— INSTRUÇÃO DADA 1 —
Informe quantas linhas dos registros contêm a palavra "police". Responda só com o número.

— TEXTO FORNECIDO —
Outro dia estava escrevendo
um parágrafo sobre o brasileiro. E como se não tivesse um caminhão de coisas
para fazer, fiquei algum tempo pensando que havia algo de errado com aquela
palavra: brasileiro. O problema não são os nascidos no Brasil, longe disso. É o
“eiro” que soava estranho. Porque, em português, quando se quer indicar a
nacionalidade de uma pessoa, os sufixos mais comuns são “ano”, “eno”, “ino”,
como em angolano, chileno, argentino. Há ainda o “ês”, de chinês; o “ão”, de
afegão; o “ense”, de canadense”; e até o esquisito “ol”, de espanhol. Outros termos
mais específicos, como belga, austríaco e paraguaio, também aparecem de vez em
quando, porém com “eiro” até agora só encontrei sentidos que indicam um hábito
ou estilo de vida. Na nossa língua, “eiro” é mais um jeito de ser do que um país de origem. José
é pagodeiro. Miguel é baderneiro. Francisco é marinheiro. E sabe o Joaquim,
aquele navegante boa vida, que passava anos deste lado do oceano enchendo o
barco de pau-brasil, a pança de tapioca e a cama de índias? Era chamado de brasileiro.
Não sou sociólogo, nem
historiador, mas minha cabeça é afeita a este tipo de devaneio. O peso das
palavras. O que cada termo realmente quer dizer, e com qual intensidade. Esta é
uma ciência negligenciada na correria do dia-a-dia e até invisível aos ouvidos
menos atentos. Entretanto pode ser fatal no dizer, no sentir e principalmente
no escrever.

[Registros de dados extraídos]
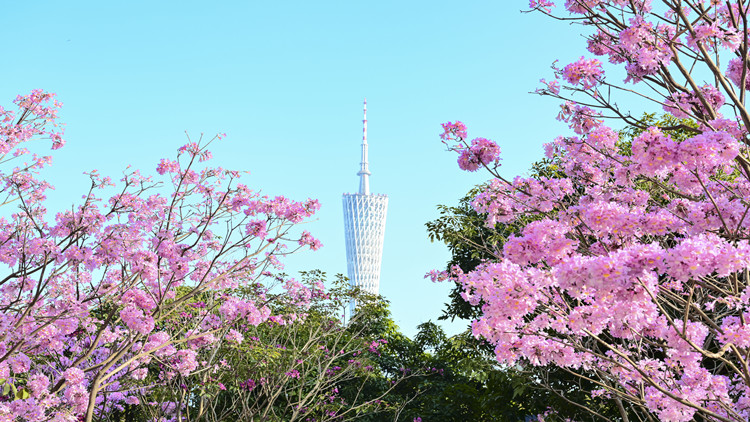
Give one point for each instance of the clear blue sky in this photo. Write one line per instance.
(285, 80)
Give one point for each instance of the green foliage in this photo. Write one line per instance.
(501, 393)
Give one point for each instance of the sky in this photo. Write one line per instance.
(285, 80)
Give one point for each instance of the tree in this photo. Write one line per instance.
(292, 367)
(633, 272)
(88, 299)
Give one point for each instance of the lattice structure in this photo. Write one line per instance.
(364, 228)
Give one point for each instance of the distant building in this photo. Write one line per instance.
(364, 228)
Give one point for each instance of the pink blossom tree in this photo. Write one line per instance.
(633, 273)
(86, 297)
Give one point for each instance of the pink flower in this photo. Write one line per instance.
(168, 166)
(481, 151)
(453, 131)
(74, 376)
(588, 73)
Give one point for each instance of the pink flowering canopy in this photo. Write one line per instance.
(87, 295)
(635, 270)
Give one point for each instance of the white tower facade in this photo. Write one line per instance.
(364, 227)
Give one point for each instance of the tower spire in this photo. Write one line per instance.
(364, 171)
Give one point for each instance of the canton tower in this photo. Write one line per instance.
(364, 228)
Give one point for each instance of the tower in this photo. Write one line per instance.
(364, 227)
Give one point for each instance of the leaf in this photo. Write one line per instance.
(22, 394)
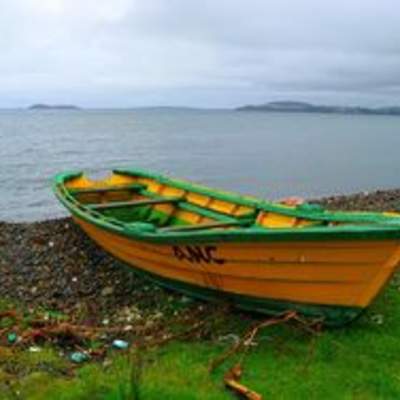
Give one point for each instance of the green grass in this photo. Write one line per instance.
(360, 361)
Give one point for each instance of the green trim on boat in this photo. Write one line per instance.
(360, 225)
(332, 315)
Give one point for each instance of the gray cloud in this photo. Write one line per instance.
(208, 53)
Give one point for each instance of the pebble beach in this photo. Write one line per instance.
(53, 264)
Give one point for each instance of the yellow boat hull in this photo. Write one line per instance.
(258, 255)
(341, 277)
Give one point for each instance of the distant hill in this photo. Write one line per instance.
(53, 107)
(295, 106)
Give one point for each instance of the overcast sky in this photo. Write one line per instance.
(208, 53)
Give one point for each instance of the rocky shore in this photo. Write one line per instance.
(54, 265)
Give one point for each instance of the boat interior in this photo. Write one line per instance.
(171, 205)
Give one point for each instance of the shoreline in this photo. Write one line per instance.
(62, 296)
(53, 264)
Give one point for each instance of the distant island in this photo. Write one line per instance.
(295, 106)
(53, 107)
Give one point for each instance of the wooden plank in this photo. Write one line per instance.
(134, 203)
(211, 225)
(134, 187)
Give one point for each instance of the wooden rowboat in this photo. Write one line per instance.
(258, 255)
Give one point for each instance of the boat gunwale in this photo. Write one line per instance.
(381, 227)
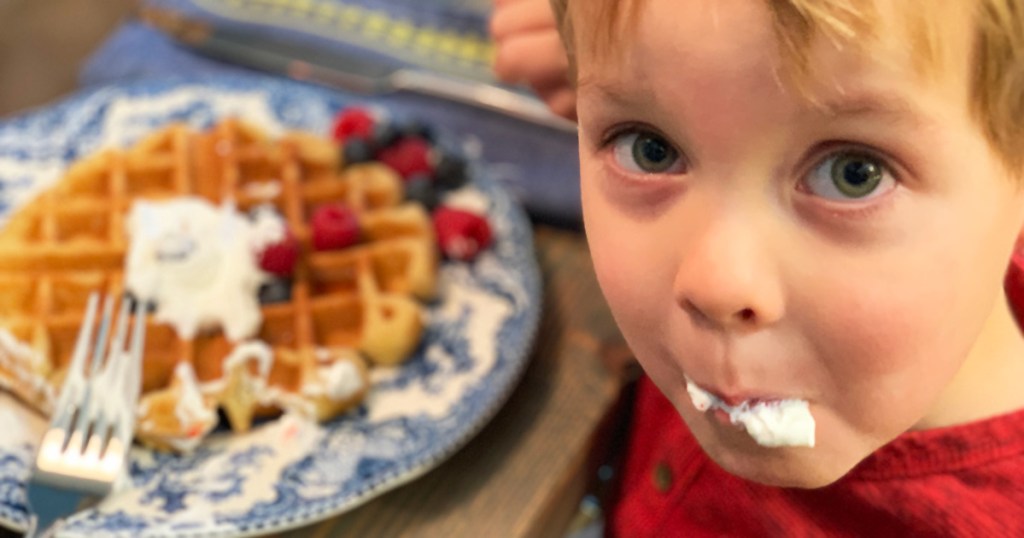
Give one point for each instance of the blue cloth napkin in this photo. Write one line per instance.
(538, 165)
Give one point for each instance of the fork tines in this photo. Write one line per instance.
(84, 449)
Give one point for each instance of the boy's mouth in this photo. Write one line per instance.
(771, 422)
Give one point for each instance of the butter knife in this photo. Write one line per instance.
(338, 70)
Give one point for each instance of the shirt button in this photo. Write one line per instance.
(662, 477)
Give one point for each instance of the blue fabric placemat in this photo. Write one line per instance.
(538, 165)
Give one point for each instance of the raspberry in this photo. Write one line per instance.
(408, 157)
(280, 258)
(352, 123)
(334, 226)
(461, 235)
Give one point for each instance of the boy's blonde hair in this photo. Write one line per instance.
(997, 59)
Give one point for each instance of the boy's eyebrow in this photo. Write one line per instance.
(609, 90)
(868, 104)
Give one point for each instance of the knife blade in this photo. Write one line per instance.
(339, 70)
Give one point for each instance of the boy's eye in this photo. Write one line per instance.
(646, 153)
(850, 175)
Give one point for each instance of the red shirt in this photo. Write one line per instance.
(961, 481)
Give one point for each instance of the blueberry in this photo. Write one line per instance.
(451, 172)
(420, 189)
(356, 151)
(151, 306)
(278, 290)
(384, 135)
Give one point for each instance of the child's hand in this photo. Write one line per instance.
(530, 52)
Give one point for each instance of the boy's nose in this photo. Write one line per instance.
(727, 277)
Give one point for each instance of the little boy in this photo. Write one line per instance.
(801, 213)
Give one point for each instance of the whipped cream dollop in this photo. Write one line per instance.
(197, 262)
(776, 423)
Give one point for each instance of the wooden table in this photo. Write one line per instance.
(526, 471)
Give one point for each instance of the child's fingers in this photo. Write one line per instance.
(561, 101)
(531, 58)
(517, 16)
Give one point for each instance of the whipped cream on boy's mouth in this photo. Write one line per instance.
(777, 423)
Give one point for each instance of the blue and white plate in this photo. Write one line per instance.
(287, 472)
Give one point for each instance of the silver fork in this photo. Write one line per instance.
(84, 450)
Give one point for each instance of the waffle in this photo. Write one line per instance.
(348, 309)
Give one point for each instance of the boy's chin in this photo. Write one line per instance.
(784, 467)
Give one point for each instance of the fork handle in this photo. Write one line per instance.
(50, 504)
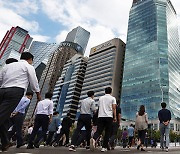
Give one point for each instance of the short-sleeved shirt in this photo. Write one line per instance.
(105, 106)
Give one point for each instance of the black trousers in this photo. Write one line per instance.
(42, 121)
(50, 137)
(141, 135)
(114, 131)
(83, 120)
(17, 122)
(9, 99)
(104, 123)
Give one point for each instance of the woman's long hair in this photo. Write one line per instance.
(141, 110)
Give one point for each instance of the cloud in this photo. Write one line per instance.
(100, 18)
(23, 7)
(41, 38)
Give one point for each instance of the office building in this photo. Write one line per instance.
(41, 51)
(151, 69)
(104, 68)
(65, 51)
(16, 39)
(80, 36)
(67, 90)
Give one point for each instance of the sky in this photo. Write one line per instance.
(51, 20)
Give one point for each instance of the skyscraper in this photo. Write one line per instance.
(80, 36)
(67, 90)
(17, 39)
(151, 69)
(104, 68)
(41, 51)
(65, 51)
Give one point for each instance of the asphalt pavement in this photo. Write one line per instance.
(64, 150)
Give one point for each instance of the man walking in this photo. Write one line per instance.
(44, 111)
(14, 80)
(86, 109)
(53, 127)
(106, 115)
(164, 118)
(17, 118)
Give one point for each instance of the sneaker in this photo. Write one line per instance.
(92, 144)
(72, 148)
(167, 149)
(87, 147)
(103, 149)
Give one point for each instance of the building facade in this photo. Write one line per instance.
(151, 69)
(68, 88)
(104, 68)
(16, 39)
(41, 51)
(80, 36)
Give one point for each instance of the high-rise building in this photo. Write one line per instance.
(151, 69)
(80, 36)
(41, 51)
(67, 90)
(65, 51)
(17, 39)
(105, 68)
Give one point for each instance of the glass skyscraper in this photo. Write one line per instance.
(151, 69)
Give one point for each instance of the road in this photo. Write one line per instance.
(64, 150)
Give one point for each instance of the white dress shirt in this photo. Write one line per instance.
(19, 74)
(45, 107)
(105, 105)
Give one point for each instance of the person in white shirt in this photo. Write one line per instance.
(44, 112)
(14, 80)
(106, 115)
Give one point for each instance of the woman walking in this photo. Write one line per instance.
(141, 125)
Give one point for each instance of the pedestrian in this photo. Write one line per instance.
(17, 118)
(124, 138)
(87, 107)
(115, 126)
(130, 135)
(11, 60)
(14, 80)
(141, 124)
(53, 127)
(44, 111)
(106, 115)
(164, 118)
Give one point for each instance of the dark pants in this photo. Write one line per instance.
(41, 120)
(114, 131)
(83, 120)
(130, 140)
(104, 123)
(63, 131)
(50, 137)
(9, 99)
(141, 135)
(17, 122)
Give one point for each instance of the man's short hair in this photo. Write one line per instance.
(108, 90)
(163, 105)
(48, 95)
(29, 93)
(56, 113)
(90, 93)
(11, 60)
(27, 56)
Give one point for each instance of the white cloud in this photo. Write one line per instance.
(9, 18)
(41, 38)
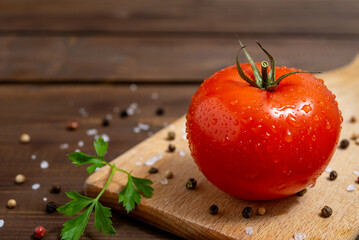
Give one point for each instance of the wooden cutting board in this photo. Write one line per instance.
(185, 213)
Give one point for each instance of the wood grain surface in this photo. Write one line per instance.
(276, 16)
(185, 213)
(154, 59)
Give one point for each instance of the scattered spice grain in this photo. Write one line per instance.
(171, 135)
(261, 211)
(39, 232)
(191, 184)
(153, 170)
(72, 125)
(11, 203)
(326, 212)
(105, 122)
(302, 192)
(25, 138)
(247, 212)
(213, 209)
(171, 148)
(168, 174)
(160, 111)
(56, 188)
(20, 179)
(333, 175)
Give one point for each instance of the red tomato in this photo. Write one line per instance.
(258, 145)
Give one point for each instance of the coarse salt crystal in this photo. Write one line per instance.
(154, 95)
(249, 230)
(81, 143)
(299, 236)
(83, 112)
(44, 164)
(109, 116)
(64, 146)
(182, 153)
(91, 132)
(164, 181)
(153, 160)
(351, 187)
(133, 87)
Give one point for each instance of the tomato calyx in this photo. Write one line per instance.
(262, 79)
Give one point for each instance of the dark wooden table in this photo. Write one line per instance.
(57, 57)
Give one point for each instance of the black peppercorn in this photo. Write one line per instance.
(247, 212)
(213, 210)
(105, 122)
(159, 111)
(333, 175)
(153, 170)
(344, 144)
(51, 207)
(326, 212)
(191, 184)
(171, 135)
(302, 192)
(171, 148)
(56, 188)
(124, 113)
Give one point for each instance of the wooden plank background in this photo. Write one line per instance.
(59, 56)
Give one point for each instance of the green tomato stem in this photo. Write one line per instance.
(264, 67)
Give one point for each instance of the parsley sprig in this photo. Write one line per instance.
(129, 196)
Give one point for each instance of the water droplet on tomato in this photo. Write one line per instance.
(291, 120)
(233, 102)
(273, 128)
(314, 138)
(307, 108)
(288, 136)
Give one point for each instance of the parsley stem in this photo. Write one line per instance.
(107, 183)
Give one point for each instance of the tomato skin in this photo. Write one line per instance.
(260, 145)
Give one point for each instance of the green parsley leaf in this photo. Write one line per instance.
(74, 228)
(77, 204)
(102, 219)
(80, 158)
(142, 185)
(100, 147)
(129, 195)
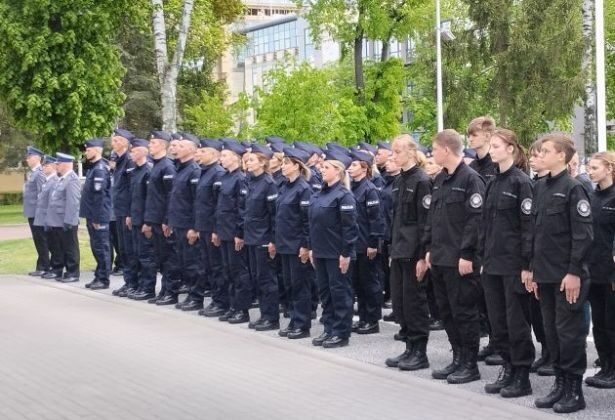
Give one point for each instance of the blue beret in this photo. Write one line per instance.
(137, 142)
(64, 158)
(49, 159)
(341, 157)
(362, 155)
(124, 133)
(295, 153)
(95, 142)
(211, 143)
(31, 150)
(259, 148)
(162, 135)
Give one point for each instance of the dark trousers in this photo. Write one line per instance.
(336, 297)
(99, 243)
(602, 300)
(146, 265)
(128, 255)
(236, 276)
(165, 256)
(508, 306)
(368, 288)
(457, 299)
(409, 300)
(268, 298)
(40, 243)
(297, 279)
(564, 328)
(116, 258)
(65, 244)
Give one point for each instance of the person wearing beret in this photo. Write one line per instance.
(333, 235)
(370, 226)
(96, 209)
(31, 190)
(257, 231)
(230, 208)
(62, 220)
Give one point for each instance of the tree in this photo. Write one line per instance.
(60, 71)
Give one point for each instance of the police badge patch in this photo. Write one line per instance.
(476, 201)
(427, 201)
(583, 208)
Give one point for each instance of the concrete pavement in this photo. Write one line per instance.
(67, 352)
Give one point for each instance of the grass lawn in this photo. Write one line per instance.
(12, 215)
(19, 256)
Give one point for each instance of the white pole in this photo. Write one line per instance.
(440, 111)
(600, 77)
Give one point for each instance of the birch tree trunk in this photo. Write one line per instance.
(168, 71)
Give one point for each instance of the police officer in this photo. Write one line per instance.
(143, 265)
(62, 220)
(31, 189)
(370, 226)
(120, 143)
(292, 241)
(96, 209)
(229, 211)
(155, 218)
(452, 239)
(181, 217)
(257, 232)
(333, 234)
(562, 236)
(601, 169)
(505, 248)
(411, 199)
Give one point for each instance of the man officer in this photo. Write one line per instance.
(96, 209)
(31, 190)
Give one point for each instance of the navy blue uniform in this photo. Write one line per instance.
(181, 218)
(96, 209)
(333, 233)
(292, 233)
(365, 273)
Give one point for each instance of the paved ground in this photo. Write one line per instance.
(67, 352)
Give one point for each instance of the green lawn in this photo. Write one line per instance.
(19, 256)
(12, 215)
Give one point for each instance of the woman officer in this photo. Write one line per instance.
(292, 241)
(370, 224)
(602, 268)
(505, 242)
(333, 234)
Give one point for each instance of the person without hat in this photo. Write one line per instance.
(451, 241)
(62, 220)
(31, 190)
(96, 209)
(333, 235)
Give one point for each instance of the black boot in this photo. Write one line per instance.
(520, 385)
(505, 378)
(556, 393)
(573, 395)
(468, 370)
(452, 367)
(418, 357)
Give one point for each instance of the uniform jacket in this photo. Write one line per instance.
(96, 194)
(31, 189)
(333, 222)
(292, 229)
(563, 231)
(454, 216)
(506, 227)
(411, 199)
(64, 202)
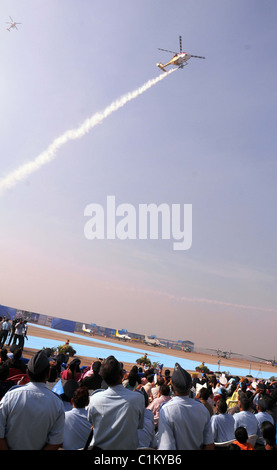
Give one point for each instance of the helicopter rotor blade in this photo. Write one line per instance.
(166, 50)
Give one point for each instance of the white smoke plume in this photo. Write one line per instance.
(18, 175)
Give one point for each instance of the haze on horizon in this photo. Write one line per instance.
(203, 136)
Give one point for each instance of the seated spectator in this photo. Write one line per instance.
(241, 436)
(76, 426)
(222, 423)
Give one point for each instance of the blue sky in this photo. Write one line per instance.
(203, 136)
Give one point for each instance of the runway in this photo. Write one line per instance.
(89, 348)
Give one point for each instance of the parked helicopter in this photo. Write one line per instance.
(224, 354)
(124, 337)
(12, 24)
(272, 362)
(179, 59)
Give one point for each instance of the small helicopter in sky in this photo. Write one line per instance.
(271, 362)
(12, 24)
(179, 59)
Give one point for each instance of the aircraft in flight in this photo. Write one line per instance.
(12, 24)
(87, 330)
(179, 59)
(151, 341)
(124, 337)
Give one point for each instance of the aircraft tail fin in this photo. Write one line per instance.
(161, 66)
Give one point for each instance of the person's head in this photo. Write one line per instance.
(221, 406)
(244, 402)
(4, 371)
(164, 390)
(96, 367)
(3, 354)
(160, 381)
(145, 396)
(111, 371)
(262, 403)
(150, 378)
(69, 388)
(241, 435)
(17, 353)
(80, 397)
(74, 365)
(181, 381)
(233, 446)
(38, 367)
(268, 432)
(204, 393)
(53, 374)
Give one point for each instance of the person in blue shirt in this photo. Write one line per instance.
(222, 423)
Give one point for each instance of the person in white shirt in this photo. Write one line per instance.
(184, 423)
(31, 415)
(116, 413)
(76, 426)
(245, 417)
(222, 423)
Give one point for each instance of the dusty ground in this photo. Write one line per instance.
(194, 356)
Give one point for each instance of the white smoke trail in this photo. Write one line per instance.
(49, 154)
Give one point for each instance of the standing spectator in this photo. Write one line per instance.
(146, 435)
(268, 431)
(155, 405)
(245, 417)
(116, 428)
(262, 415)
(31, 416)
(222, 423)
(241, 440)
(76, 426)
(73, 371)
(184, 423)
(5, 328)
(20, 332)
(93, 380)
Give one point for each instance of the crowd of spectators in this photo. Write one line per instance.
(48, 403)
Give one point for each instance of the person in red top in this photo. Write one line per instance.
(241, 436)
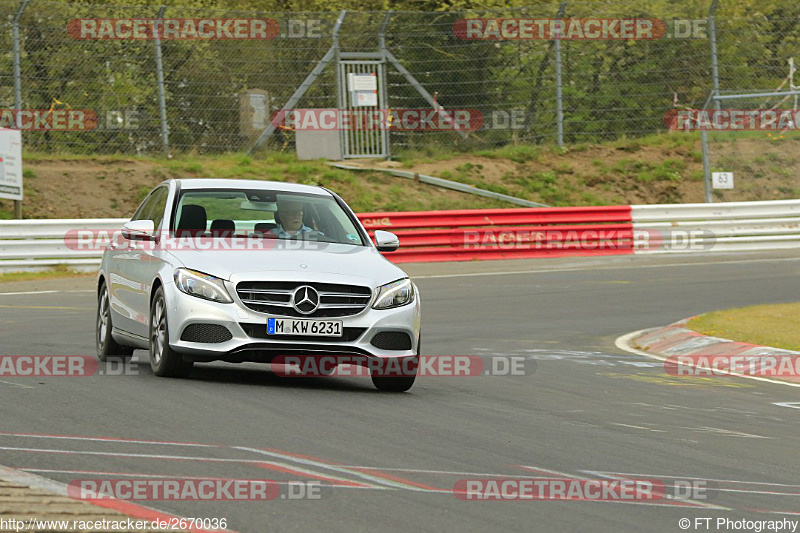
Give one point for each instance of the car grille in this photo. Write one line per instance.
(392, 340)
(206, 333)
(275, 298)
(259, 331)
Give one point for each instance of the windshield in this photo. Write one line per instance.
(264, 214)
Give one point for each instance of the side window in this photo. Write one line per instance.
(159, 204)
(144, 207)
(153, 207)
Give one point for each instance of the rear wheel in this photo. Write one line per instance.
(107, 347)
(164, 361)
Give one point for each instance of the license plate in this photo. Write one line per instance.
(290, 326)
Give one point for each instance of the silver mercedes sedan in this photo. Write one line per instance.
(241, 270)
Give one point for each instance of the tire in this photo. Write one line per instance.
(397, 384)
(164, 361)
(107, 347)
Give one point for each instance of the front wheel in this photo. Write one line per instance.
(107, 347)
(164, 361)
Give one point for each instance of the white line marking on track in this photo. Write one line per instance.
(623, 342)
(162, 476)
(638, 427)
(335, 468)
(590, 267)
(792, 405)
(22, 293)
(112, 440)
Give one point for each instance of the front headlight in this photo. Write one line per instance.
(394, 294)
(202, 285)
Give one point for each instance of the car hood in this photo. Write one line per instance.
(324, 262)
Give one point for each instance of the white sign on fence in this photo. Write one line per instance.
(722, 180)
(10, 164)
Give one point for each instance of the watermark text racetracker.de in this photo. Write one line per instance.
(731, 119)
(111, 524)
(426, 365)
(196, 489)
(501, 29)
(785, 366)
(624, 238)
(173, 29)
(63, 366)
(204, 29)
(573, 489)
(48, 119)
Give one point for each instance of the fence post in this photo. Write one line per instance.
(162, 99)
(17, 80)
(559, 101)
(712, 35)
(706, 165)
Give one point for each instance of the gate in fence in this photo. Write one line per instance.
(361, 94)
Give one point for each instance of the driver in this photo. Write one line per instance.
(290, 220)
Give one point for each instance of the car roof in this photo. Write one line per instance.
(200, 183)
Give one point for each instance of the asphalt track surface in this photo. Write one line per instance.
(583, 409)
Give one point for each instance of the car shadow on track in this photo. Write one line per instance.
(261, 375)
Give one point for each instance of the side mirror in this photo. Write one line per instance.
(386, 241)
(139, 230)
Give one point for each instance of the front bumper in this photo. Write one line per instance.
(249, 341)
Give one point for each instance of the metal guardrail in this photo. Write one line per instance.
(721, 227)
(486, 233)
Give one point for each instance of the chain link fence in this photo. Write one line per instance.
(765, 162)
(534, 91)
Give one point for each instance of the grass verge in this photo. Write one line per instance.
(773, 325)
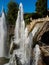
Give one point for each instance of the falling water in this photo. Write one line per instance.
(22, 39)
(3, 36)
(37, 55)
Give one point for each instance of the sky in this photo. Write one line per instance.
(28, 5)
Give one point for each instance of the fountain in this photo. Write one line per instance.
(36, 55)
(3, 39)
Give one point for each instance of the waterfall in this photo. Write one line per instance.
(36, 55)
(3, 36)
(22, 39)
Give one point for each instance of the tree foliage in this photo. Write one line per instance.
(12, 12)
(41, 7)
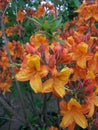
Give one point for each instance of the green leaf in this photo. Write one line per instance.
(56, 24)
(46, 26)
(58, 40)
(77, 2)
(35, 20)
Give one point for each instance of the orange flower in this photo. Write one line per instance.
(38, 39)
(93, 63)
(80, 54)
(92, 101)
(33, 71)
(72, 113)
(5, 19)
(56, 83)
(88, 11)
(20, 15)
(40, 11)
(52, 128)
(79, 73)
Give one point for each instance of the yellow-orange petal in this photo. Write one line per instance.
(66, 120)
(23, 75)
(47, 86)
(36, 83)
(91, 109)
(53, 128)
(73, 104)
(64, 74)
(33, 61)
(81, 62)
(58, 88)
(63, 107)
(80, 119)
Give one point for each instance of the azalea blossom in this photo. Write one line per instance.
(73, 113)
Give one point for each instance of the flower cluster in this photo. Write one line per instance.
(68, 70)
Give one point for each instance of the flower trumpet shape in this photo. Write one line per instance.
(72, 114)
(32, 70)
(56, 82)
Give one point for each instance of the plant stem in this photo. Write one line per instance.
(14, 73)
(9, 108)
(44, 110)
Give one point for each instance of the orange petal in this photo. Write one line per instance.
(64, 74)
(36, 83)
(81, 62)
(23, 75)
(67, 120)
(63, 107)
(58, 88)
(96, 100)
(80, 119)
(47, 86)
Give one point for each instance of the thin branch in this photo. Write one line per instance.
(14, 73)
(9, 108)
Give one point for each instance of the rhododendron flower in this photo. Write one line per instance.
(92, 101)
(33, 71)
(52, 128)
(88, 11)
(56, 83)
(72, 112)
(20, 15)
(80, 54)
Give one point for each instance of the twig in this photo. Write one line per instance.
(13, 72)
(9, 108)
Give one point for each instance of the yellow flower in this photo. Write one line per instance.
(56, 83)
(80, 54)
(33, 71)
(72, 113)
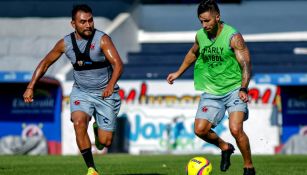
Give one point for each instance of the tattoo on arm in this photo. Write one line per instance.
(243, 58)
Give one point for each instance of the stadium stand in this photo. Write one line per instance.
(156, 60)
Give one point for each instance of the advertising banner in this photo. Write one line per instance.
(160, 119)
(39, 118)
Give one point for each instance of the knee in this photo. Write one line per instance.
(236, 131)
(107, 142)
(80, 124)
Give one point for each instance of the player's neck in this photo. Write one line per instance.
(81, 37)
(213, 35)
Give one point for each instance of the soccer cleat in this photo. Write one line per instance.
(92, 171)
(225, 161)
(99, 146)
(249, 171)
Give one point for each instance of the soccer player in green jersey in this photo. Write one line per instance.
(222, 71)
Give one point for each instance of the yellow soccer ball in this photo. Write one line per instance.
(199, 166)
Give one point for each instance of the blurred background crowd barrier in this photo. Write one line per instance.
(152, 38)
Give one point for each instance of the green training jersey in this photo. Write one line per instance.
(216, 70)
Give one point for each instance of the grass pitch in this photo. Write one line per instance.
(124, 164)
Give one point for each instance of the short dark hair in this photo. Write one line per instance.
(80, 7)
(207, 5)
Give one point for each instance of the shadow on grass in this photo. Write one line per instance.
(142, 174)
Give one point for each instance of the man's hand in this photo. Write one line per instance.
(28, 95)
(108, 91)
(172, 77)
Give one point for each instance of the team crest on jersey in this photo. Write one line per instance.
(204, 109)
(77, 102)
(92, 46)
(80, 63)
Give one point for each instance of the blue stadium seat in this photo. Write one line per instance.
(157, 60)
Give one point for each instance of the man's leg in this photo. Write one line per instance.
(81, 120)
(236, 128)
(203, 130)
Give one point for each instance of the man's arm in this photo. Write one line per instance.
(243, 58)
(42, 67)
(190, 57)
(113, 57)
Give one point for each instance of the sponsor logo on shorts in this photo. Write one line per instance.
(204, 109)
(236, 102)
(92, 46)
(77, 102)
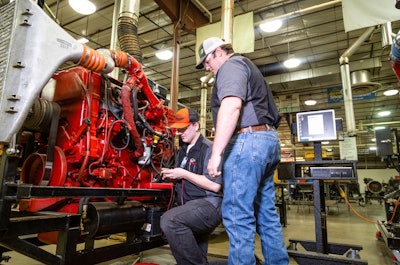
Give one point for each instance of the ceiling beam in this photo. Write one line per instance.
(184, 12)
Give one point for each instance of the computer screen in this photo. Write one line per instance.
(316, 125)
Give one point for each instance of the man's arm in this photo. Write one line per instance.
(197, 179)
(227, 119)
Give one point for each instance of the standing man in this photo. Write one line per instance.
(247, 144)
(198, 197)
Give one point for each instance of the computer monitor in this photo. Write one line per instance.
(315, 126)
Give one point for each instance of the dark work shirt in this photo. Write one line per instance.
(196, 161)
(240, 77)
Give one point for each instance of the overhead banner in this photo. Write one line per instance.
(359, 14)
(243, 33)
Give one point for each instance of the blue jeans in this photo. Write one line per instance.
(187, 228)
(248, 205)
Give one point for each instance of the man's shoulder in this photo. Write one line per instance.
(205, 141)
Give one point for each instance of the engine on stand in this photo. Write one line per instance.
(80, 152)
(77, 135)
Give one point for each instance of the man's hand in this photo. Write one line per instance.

— INSTRUÇÃO DADA 2 —
Diga se cada afirmação abaixo está de acordo com o texto sobre a palavra brasileiro, respondendo sim ou não e citando as palavras do texto que decidem: (a) O sufixo "eiro" está entre os mais comuns para indicar nacionalidade em português. (b) Quem escreve se apresenta como historiador. (c) O texto dá Miguel como exemplo de baderneiro.

— RESPOSTA FINAL 1 —
2

— RESPOSTA FINAL 2 —
(a) Não: "os sufixos mais comuns são “ano”, “eno”, “ino”".
(b) Não: "Não sou sociólogo, nem historiador".
(c) Sim: "Miguel é baderneiro."